WORK ORDER: Please copy out the passage on Gnabry's loan spell at Hoffenheim word for word, in full.

Although Die Roten didn't need him immediately, they triggered his mere €8 million release clause and sent him on a 12-month secondment to Hoffenheim where he would again boast great numbers with 10 goals and as many assists in 22 Bundesliga outings.
He was especially influential in the second half of the season where he played a key role in Hoffenheim's excellent third-place finish in the Bundesliga earning them their first ever Champions League ticket. After such a successful stint, the club obviously wanted Bayern to extend the deal but an inevitable big fat "nein" was the response.
Even though Gnabry had successful spells both in Bremen and Hoffenheim, he was far from injury-free. Former Hoffenheim coach and current RB Leipzig manager, Julian Nagelsmann, in a TV interview offered some insider view on Gnarby's "China Doll" tendencies.
"As a youngster he had a relatively high number of injuries." said the head coach. "Unfortunately he did not play a lot for us up until Christmas. You can only come up to scratch on a matchday if you've gone all out in training in the preceding days."
"We've found a good method to keep him injury free in the second half of the season. This has played a big part in his development."
Unfortunately, Nagelsmann spoke too soon as just a fortnight later, Gnabry was making his way to the infirmary having been seriously injured in a game against Hanover. The result of tests was a badly damaged adductor and his Russia 2018 dream was over before it even began.

ENTRIES PROVIDED:
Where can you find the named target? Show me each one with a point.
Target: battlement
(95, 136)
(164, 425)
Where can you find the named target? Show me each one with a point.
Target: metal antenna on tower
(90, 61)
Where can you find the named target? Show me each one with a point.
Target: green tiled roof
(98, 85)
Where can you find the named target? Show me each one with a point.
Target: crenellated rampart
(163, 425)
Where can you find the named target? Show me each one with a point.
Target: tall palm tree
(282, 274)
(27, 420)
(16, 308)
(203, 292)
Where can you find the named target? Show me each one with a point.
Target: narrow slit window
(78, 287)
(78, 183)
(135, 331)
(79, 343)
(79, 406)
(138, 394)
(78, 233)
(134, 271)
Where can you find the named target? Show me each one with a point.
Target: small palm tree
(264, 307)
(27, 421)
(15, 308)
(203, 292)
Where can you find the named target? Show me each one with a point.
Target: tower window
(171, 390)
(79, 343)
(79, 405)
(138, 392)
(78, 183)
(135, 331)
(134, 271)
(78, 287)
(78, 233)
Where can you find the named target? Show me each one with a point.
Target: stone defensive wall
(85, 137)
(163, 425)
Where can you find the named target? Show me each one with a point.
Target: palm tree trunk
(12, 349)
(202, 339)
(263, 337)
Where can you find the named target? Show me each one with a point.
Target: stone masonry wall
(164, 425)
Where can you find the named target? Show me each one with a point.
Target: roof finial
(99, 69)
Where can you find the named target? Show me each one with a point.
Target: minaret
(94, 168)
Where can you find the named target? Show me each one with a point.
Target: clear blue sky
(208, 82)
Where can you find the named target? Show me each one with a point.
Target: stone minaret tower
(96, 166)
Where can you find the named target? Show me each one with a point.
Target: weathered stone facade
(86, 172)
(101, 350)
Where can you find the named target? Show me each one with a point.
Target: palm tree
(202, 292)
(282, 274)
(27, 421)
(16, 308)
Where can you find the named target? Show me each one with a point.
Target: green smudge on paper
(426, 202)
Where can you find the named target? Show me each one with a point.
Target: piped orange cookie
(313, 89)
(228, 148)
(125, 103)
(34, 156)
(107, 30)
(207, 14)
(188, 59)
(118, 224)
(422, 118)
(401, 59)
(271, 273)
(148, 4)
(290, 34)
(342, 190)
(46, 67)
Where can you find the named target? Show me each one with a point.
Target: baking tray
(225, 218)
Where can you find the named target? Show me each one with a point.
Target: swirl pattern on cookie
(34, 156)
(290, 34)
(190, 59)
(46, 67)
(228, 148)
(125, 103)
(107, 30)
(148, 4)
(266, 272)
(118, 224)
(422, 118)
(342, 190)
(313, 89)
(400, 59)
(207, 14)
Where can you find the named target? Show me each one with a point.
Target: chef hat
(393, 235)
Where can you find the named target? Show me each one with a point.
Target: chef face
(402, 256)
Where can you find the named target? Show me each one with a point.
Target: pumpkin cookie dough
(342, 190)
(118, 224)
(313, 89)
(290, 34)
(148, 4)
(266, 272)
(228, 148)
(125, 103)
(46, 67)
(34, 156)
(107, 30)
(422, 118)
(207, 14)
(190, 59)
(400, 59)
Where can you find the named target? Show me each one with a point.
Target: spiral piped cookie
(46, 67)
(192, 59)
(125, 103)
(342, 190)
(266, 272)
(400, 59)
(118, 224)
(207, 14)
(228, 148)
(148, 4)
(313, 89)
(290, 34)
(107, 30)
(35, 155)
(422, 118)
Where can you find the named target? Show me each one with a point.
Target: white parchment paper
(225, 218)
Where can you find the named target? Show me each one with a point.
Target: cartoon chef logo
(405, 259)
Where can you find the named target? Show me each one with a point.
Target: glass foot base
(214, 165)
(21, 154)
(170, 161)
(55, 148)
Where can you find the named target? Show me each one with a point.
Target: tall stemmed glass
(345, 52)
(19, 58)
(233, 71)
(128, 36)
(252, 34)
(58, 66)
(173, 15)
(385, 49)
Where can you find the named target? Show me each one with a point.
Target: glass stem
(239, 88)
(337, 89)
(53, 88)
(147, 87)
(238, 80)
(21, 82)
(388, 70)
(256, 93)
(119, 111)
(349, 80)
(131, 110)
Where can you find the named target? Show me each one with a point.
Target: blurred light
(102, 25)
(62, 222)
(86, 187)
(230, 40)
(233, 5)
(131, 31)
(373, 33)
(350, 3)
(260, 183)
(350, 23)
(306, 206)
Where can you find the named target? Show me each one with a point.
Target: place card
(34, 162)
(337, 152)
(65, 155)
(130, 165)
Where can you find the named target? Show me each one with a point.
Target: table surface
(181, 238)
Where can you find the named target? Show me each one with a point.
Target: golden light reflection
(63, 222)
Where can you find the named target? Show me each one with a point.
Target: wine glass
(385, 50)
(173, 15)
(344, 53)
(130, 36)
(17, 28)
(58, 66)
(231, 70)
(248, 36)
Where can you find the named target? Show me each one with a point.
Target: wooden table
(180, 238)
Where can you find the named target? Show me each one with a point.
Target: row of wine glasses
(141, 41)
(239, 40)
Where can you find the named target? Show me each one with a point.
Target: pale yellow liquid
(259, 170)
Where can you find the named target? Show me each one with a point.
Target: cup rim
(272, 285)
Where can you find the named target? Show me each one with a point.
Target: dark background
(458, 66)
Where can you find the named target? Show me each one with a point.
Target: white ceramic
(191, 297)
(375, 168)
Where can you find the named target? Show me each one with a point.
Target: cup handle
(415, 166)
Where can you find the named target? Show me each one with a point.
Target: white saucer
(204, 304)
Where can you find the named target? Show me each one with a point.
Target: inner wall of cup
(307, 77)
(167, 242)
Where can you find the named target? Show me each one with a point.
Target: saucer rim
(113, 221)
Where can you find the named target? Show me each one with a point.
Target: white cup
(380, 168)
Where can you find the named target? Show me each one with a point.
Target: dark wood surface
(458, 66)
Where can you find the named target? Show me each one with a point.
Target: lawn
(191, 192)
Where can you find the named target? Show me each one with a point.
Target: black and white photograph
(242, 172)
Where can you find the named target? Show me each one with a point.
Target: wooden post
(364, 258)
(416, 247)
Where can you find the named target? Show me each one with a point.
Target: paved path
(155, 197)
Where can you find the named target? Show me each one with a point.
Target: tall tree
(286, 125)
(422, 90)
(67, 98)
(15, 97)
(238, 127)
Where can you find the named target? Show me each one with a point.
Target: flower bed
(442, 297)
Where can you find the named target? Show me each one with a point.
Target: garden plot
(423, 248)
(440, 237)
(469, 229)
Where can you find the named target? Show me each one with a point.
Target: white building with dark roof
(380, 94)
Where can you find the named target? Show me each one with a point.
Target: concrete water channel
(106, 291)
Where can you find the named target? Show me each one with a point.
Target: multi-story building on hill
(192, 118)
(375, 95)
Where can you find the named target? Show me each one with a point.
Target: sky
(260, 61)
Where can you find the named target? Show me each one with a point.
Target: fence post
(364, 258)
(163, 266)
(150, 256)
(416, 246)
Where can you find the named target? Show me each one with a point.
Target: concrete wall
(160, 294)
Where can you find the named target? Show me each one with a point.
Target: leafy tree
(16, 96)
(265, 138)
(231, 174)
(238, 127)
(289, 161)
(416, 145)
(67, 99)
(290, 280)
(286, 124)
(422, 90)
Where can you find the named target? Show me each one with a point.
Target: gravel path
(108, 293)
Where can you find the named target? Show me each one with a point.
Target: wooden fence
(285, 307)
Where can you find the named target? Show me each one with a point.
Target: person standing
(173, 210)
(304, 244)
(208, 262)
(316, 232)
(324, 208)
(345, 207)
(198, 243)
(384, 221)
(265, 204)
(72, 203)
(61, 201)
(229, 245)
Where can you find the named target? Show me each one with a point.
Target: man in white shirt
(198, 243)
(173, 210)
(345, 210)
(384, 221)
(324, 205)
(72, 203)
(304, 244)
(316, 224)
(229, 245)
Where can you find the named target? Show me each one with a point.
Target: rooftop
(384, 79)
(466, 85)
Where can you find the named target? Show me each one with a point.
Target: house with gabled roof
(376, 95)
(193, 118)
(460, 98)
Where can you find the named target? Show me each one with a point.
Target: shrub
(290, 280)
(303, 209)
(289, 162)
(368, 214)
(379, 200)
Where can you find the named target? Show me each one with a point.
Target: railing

RESPONSE:
Although Die Roten didn't need him immediately, they triggered his mere €8 million release clause and sent him on a 12-month secondment to Hoffenheim where he would again boast great numbers with 10 goals and as many assists in 22 Bundesliga outings.
He was especially influential in the second half of the season where he played a key role in Hoffenheim's excellent third-place finish in the Bundesliga earning them their first ever Champions League ticket. After such a successful stint, the club obviously wanted Bayern to extend the deal but an inevitable big fat "nein" was the response.
Even though Gnabry had successful spells both in Bremen and Hoffenheim, he was far from injury-free. Former Hoffenheim coach and current RB Leipzig manager, Julian Nagelsmann, in a TV interview offered some insider view on Gnarby's "China Doll" tendencies.
"As a youngster he had a relatively high number of injuries." said the head coach. "Unfortunately he did not play a lot for us up until Christmas. You can only come up to scratch on a matchday if you've gone all out in training in the preceding days."
"We've found a good method to keep him injury free in the second half of the season. This has played a big part in his development."
Unfortunately, Nagelsmann spoke too soon as just a fortnight later, Gnabry was making his way to the infirmary having been seriously injured in a game against Hanover. The result of tests was a badly damaged adductor and his Russia 2018 dream was over before it even began.